_RECORDS SHOWN_.
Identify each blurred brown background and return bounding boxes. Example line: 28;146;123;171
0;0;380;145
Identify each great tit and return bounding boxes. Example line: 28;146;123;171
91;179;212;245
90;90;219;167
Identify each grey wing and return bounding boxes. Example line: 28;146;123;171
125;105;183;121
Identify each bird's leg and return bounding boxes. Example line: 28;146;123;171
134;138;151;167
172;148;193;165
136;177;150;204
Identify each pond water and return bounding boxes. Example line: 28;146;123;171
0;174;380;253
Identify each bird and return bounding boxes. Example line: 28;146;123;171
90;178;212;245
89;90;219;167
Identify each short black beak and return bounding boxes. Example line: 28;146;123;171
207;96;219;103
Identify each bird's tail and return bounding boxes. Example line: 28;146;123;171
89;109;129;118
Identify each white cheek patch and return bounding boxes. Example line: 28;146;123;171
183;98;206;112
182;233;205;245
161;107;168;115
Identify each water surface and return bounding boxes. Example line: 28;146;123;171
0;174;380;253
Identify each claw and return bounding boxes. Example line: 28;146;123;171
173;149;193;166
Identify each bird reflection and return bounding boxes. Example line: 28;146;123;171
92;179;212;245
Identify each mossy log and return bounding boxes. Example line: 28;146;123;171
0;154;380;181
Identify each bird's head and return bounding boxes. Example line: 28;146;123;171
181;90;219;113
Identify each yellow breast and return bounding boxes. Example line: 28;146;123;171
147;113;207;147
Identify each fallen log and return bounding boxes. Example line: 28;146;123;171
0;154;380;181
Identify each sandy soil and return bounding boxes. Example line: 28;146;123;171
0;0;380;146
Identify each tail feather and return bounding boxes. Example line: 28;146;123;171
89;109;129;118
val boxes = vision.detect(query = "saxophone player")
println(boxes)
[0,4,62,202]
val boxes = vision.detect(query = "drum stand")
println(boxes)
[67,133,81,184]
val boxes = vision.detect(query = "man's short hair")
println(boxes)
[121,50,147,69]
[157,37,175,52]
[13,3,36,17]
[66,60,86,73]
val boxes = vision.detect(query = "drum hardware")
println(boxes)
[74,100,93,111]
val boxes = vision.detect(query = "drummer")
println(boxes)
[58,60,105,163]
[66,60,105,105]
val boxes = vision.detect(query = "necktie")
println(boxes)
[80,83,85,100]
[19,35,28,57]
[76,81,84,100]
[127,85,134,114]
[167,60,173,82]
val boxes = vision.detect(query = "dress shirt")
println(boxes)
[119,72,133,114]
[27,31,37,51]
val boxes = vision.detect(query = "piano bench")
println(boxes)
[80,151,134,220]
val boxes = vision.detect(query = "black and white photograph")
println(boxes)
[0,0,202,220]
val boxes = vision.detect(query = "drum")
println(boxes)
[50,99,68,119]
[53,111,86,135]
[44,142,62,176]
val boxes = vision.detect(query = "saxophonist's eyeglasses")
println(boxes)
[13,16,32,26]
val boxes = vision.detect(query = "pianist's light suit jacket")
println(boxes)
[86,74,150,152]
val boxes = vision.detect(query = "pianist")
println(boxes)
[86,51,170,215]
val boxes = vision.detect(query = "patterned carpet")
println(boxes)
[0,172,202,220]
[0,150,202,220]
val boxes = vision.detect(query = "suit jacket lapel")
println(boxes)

_INSTRUCTION_.
Please rename every "Identify" in the lines above to "Locate" and reproduce all of them with nothing else changed.

_EXERCISE SOLUTION_.
Locate each blurred brown background and return bounding boxes. Example line: 28;146;123;171
0;0;380;145
Locate each great tit and return bounding boxes. Example line: 28;146;123;171
91;179;212;245
90;90;219;167
Locate each grey wing and return bounding boxes. Example line: 28;146;123;171
125;105;183;121
Locate each bird's leg and return bounding boxes. Example line: 28;146;123;171
134;138;151;167
172;148;193;165
136;177;150;204
Locate each pond water and return bounding boxes. Example line: 28;146;123;171
0;174;380;253
Locate each bird and return bounding boxes. Example line: 28;146;123;171
90;178;212;245
89;90;219;167
Locate each short black beak and return bounding boxes. Example line: 28;146;123;171
207;96;219;103
Locate each bird's tail and return bounding boxes. Example line: 28;146;123;171
89;109;129;118
Locate each white cheek patch and return bounding boxes. Example line: 28;146;123;171
183;98;206;112
182;233;205;245
161;107;168;115
Locate each water surface and return bounding boxes. Example line: 28;146;123;171
0;174;380;253
Locate each claw and return bounding boxes. Example line: 28;146;123;171
173;149;193;166
Locate each bird reflection and return bounding boxes. Example line: 28;146;123;171
92;179;212;245
Locate each mossy log and return bounding boxes. Example line: 28;146;123;171
0;154;380;181
Locate each bird's head and return bounding boxes. Example line: 28;146;123;171
181;90;219;113
Locate each yellow breast and return bounding boxes. Example line: 28;146;123;171
147;113;207;147
Locate each fallen log and return bounding boxes. Example line: 28;146;123;171
0;154;380;181
Locate each sandy soil and return bounding boxes. Example line: 28;146;123;171
0;0;380;146
Locate each tail feather and return bounding boxes. Example line: 28;146;123;171
89;109;129;118
val boxes = vision.detect(query = "saxophone player")
println(boxes)
[0,4,62,202]
val boxes = vision.detect(query = "drum stand")
println(boxes)
[67,133,81,184]
val boxes = vision.detect(query = "man's short hair")
println(boxes)
[121,50,147,69]
[157,37,175,52]
[13,3,36,17]
[66,60,86,73]
val boxes = vision.detect(query = "drum hardware")
println(boxes)
[74,100,93,111]
val boxes = vision.detect(query = "drummer")
println(boxes)
[58,60,105,163]
[66,60,105,105]
val boxes = vision.detect(query = "necktie")
println(boxes)
[80,83,85,100]
[19,35,28,57]
[76,81,84,100]
[127,85,134,114]
[167,60,173,82]
val boxes = vision.detect(query = "dress shirt")
println(boxes)
[119,72,133,114]
[27,31,37,51]
val boxes = vision.detect(query = "piano bench")
println(boxes)
[80,151,134,220]
val boxes = vision.detect(query = "black and white photograph")
println(boxes)
[0,0,202,220]
val boxes = vision.detect(query = "drum")
println(boxes)
[50,99,68,119]
[53,111,86,135]
[44,142,62,176]
val boxes = vision.detect(query = "saxophonist's eyeglasses")
println(boxes)
[13,16,32,26]
val boxes = vision.detect(query = "pianist's light suit jacket")
println(boxes)
[86,74,150,152]
val boxes = vision.detect(query = "pianist")
println(boxes)
[86,51,170,215]
val boxes = vision.detect(query = "patterned carpet")
println(boxes)
[0,172,202,220]
[0,150,202,220]
val boxes = vision.detect(query = "suit jacket lapel")
println(boxes)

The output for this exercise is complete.